• **GOAL 1**
Copy the part of the forum thread on scrolling starting with "The scrollbars are" and going on through "without scrollbars.", keeping every word as it appears.
• **GOAL 2**
In the forum thread on scrolling, what does Rygu say the purpose of the fold is?

• **DOCUMENT**
•••••

The scrollbars are only one of many cues. I've observed _lots_ of usability
tests where there are scrollbars and people don't scroll because there is a
natural break in the content. When the reader is unaware of the nature of the
content they finish when they believe the content ends.

If you look at the 37signals page in contrast
<http://cl.ly/2W0w2M0w0m3z0d1D1G3r> the entire bottom part of the screen is
obvious "broken" by the bottom screen edge. Both the page ending in the middle
of the text and the grey boxes that surround each option that are not
completed are cues that there is more content. To even a very casual reader
it's obvious that there stuff below that you can scroll to see - with or
without scrollbars.

------
Rygu
I'm sorry but I have to disagree. It's not about scrolling down. It's not
about whether content below 600px is read at all. The purpose of the fold is
to capture visitors' attention immediately, and to create a desire at the
instant that they land on your page.

•••••

• **SUPPLIED INFORMATION**
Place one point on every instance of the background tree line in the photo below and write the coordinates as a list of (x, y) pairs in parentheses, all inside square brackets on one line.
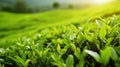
[(22, 7)]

•••••

• **EXERCISE RESPONSE 1**
The scrollbars are only one of many cues. I've observed _lots_ of usability
tests where there are scrollbars and people don't scroll because there is a
natural break in the content. When the reader is unaware of the nature of the
content they finish when they believe the content ends.

If you look at the 37signals page in contrast
<http://cl.ly/2W0w2M0w0m3z0d1D1G3r> the entire bottom part of the screen is
obvious "broken" by the bottom screen edge. Both the page ending in the middle
of the text and the grey boxes that surround each option that are not
completed are cues that there is more content. To even a very casual reader
it's obvious that there stuff below that you can scroll to see - with or
without scrollbars.

• **EXERCISE RESPONSE 2**
To capture visitors' attention immediately and to create a desire at the instant they land on the page.